Haydar Aliyev'in Piskopos Aleksandr'ı kabul ettiği görüşmeyi aktaran belgeye göre bu görüşme hangi tarihte yapılmıştır?

▸ Belge:
+===+
Azerbaycan Cumhuriyeti Cumhurbaşkanı Haydar Aliyev´in Rus Ortodoks Kilisesi bağımsız Bakü ve Hazar kıyısı piskoposluk bölgesi Başkanı Piskopos Aleksandr´ı kabul ederken yaptığı görüşmeden - 15 Şubat 1999


Piskopos Aleksandr: Ekselansları Çok Saygıdeğer Cumhurbaşkanı, izninizle yeni sıfatımla - Rus Ortodoks Kilisesi bağımsız Bakü-Hazar kıyısı Piskoposluk bölgesi Başkanı, Piskoposu olarak kendimi tanıtayım.

Haydar Aliyev: Size bu önemli makamda başarılar diliyorum. Umarım, Sizin bu göreve atanmanız ve burada bağımsız piskoposluk bölgesinın oluşturulması Rus ve Azeri halkları arasında ilişkilerin daha da gelişmesine katkıda bulunacaktır.
+===+
▸ Sağlanan Malzeme:

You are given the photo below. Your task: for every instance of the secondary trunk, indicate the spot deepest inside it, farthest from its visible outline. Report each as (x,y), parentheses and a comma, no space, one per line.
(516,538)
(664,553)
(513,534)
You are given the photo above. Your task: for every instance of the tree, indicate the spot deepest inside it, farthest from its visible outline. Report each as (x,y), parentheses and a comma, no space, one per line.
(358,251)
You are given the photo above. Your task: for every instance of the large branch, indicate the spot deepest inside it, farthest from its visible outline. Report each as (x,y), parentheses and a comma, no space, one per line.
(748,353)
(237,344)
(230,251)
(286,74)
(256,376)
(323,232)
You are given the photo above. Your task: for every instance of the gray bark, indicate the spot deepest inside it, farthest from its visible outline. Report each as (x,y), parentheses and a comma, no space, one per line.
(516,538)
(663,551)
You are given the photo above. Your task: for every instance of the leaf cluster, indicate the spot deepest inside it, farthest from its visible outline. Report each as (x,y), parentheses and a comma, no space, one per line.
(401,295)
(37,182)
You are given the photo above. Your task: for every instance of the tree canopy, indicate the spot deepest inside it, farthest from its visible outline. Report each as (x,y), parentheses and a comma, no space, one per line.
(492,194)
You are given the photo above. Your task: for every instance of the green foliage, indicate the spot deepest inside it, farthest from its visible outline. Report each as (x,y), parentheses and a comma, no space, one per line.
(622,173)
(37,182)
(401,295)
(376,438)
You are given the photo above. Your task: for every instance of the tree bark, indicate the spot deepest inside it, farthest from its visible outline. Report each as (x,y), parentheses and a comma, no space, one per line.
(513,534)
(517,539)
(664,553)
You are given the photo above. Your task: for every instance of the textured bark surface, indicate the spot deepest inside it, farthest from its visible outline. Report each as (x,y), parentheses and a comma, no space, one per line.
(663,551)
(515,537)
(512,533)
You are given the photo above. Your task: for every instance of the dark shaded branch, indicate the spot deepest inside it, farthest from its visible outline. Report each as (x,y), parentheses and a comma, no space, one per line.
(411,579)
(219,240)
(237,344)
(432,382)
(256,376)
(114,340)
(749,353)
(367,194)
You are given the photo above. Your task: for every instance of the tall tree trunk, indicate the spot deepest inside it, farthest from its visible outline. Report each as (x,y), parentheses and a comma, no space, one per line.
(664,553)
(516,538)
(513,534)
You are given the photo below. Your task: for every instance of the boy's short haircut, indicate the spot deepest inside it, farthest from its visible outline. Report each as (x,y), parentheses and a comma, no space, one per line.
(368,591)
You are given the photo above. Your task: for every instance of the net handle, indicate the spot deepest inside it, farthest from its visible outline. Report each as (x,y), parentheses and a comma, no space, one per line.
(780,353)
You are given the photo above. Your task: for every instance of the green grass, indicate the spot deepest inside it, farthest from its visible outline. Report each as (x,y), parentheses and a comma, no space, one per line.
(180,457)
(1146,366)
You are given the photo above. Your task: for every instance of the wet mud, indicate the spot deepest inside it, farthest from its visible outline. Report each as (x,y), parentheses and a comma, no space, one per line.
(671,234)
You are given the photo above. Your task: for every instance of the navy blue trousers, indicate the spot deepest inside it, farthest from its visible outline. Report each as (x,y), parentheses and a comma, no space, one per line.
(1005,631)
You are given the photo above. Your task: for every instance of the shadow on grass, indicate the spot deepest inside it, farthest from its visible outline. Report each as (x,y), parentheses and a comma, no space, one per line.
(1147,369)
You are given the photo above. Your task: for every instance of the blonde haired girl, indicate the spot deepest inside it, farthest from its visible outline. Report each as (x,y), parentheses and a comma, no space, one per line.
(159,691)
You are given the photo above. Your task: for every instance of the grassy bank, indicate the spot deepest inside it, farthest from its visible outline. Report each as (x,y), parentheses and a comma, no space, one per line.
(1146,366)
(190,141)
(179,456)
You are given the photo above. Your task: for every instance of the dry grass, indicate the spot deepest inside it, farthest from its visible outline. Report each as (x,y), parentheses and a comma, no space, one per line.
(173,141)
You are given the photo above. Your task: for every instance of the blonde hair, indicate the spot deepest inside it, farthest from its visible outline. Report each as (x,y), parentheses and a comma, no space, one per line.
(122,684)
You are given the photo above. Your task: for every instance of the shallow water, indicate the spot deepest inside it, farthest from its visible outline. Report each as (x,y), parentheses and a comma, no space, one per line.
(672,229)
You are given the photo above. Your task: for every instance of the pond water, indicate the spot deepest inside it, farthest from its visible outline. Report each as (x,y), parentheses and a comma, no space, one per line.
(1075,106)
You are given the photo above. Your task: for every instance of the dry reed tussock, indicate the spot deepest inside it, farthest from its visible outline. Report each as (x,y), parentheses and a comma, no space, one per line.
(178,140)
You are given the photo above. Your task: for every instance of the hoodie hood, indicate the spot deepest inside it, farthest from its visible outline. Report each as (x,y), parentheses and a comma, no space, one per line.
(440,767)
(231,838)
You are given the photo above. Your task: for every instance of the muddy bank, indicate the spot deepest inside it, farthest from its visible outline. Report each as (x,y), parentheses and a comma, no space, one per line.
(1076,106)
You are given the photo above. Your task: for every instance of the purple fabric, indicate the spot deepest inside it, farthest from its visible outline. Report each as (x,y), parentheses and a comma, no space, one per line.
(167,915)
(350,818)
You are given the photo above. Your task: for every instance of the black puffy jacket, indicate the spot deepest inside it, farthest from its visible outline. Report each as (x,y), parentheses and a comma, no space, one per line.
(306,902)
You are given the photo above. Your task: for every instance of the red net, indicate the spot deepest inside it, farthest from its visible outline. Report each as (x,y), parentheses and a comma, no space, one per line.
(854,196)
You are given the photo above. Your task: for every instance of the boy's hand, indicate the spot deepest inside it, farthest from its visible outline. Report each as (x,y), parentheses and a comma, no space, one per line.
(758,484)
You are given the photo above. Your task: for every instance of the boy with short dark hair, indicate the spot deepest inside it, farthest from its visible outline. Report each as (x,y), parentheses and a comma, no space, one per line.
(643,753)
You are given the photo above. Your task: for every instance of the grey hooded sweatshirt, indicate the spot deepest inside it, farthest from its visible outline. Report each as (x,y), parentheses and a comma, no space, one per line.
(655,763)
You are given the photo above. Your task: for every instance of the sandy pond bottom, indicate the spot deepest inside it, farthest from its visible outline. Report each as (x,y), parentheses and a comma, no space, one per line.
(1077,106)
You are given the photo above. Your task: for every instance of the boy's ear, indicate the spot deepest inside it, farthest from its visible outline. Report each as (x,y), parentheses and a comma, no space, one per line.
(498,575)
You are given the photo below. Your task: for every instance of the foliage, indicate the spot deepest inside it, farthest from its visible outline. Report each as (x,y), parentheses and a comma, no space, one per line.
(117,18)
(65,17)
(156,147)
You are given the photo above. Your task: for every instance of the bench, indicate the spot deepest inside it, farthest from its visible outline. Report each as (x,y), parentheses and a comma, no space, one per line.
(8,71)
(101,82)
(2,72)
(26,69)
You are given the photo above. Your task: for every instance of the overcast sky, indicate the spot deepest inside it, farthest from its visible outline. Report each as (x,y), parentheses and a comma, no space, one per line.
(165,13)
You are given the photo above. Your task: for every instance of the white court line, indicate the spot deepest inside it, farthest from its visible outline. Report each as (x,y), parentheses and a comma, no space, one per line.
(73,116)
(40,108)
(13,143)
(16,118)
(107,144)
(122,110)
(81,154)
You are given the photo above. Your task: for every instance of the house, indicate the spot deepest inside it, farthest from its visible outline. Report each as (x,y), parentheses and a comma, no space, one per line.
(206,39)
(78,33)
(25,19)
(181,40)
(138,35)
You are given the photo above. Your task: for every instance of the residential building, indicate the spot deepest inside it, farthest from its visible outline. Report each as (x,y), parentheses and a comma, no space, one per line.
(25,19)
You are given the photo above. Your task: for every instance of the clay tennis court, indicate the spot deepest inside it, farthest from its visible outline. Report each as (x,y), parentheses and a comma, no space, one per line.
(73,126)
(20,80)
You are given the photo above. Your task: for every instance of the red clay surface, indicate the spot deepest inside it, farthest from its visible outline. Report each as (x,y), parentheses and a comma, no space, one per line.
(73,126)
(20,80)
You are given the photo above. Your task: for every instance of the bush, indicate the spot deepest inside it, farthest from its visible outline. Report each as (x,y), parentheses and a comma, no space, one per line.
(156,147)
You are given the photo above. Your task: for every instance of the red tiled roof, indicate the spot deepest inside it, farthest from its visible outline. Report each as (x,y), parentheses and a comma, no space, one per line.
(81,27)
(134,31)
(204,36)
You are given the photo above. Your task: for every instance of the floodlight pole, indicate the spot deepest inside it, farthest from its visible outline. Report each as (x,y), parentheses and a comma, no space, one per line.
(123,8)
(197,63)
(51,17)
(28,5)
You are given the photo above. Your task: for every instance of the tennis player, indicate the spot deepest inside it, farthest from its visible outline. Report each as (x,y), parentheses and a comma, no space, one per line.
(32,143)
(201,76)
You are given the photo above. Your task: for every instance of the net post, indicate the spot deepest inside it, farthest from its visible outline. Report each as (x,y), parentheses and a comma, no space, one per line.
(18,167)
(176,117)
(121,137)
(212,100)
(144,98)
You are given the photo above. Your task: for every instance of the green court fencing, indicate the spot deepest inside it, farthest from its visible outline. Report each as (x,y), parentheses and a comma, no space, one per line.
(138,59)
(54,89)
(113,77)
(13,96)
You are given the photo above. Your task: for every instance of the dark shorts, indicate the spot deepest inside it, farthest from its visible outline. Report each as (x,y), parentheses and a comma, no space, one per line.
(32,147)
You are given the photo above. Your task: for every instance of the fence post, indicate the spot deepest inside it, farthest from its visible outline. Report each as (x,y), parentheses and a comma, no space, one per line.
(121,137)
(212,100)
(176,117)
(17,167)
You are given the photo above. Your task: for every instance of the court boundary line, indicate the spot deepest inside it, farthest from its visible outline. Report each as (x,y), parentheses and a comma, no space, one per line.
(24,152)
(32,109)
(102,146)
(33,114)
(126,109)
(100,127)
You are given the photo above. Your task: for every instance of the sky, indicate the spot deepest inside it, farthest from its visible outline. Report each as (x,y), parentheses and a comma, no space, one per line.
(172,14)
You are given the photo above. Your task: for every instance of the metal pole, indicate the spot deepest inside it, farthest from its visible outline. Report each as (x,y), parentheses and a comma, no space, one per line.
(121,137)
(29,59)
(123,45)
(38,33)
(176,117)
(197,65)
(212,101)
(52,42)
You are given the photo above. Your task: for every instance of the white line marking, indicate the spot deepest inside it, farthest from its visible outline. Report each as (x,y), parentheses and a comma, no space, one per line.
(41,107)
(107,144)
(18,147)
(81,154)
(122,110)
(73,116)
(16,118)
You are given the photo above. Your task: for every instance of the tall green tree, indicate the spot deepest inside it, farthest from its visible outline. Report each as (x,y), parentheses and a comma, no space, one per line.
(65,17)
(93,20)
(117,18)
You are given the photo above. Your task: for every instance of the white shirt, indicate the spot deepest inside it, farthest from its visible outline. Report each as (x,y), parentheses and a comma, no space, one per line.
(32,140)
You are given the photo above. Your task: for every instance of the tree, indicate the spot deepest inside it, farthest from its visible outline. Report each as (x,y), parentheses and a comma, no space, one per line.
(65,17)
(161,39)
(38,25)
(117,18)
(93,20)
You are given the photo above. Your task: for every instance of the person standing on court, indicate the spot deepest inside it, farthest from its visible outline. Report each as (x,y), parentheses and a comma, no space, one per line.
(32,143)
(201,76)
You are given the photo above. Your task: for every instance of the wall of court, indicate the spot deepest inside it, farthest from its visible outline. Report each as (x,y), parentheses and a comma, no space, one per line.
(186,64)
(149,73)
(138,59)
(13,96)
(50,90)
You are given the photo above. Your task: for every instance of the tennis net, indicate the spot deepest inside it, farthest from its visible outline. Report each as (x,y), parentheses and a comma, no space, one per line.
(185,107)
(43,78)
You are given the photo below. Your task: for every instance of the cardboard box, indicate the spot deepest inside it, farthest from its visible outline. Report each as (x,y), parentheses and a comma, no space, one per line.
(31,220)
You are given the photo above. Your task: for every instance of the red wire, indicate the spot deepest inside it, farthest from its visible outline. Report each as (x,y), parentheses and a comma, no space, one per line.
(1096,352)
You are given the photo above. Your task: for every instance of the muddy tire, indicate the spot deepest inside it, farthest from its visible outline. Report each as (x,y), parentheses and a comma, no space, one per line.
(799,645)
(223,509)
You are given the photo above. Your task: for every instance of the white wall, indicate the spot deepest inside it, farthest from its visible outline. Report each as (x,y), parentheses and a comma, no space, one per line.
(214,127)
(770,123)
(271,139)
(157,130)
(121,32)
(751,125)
+===+
▸ Çözüm: Görüşme 15 Şubat 1999 tarihinde yapılmıştır.